### EXERCISE GOAL
Replace "hand" with "palm" in the lines running from the start of the items through the line that contains "pixel 62 577", inclusive. Write those lines out again with nothing else changed.
* begin RECORDS TO USE *
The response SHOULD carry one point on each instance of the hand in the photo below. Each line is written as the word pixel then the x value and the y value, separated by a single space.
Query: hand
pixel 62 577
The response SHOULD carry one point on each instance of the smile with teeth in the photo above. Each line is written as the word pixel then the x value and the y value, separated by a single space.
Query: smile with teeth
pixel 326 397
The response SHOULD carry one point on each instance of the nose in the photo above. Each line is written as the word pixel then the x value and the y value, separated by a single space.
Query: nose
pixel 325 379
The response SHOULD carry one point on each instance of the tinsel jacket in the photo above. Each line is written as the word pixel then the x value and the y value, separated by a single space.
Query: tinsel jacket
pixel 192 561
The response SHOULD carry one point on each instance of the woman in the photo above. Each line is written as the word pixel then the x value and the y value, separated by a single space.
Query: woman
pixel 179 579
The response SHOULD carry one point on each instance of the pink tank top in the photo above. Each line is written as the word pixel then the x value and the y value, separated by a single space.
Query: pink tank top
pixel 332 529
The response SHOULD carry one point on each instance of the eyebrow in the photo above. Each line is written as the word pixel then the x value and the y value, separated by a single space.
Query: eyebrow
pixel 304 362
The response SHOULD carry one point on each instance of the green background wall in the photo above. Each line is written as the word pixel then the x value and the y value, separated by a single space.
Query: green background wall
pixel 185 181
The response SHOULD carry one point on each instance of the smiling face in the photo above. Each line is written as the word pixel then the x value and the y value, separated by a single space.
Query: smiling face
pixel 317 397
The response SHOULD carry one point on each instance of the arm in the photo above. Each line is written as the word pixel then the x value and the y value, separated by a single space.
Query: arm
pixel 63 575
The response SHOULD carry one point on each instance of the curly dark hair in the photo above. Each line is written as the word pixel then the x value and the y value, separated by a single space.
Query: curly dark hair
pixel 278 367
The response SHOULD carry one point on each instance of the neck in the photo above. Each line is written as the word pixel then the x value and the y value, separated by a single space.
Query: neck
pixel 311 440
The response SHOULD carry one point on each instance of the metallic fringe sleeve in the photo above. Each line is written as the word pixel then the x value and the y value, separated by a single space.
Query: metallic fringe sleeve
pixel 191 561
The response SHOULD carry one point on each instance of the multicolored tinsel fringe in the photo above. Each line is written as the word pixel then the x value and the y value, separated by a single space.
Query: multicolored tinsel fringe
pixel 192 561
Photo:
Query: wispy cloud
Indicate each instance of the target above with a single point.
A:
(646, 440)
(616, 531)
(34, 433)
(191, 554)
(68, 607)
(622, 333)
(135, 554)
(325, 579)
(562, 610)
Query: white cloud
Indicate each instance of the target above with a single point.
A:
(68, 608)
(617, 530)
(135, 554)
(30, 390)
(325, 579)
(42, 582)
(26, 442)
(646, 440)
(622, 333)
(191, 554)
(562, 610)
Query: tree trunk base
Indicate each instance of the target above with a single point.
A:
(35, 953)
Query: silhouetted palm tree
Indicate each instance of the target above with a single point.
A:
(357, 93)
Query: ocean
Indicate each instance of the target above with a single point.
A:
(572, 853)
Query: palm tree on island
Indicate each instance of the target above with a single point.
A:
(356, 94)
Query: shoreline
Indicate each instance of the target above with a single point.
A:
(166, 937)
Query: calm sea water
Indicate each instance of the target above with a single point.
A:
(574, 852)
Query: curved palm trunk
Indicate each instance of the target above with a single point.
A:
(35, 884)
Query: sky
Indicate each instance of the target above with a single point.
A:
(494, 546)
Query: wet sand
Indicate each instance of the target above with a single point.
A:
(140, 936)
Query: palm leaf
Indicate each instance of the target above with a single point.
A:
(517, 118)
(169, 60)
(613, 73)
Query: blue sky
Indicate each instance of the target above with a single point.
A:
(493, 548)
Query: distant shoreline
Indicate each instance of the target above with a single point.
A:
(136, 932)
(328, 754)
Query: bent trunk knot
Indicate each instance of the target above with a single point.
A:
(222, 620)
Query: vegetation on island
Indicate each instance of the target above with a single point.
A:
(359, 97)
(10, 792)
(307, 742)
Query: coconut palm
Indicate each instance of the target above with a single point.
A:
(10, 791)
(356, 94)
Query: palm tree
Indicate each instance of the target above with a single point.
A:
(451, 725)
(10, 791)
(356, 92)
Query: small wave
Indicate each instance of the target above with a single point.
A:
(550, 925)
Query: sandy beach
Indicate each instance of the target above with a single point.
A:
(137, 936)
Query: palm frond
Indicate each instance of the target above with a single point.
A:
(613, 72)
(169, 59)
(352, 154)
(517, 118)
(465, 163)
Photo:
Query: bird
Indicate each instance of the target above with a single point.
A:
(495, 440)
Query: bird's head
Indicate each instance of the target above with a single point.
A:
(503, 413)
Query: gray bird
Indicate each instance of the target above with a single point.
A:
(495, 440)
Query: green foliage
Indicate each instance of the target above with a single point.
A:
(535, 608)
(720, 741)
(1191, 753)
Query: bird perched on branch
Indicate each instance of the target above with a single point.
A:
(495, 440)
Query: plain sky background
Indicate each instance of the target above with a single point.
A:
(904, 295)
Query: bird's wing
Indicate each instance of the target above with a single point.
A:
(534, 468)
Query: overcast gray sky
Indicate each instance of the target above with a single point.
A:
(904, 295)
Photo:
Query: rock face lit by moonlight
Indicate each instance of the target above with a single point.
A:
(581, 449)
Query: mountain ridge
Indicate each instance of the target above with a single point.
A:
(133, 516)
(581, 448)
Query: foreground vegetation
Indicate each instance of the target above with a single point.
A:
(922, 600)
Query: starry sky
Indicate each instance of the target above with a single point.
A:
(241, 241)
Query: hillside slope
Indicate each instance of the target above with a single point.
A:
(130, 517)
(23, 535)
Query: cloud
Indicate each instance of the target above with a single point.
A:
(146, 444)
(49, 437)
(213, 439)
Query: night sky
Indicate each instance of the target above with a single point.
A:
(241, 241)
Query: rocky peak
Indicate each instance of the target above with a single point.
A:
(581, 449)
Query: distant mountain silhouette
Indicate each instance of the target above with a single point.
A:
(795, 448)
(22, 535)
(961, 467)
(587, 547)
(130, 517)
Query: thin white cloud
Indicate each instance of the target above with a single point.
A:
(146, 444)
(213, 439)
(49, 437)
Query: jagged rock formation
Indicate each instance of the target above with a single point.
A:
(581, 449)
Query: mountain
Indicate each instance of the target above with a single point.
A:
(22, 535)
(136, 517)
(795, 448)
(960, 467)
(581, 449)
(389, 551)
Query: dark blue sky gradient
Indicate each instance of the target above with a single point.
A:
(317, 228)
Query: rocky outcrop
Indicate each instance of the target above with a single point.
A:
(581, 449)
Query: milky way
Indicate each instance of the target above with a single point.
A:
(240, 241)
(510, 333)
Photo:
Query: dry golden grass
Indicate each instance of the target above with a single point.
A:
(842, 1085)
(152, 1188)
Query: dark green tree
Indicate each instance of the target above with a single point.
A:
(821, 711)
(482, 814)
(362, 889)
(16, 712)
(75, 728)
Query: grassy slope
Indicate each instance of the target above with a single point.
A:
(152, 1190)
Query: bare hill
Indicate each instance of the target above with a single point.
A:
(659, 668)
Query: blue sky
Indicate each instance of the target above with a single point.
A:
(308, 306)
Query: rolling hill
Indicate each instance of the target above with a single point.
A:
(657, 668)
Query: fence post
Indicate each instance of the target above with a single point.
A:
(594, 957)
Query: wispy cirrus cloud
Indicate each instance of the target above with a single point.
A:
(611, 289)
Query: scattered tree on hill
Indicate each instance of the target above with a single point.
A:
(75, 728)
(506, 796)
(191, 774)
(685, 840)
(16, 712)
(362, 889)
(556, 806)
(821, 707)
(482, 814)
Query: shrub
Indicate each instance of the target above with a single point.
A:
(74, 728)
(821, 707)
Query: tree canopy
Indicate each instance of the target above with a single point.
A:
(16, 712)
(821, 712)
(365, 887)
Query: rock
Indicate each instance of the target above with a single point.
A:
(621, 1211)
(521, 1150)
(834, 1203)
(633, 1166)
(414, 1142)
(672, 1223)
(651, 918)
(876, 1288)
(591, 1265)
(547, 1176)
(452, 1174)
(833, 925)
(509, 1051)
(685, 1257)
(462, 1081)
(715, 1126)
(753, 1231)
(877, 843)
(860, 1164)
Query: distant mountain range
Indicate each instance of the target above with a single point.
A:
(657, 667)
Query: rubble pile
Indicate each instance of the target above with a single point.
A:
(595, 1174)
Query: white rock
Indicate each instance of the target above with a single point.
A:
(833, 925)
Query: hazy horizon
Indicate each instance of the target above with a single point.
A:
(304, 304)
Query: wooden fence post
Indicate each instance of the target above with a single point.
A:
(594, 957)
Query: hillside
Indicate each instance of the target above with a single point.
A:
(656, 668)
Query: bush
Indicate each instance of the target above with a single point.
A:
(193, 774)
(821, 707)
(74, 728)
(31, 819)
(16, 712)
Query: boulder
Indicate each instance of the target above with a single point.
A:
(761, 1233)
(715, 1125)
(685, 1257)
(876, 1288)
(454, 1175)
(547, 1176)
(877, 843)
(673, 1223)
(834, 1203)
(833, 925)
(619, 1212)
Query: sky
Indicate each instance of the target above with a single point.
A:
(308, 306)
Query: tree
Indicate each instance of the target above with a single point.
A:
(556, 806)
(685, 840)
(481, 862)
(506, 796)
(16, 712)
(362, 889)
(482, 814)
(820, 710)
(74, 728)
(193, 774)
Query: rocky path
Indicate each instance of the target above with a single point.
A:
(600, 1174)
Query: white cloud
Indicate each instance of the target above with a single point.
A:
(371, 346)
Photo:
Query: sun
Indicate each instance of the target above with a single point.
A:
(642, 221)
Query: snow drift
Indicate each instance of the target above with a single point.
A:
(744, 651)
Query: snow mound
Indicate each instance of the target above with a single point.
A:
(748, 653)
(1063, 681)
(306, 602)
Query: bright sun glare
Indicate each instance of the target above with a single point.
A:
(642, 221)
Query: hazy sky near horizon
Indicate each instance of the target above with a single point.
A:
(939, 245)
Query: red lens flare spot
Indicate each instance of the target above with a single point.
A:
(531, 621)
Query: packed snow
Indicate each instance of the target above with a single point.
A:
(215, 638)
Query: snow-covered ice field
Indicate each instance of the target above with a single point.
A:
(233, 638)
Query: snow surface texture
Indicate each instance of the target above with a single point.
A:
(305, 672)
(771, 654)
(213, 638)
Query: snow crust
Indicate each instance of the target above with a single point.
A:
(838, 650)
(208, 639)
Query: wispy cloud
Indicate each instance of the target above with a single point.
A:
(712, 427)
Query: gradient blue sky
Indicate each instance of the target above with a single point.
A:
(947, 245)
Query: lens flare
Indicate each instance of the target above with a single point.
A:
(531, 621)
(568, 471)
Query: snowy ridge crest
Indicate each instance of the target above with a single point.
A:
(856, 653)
* end RECORDS TO USE *
### RESPONSE
The response SHOULD carry one point on each instance of the palm in the photo below. Each line is written as the word pixel then the x value and the y value, separated by a single space.
Query: palm
pixel 62 577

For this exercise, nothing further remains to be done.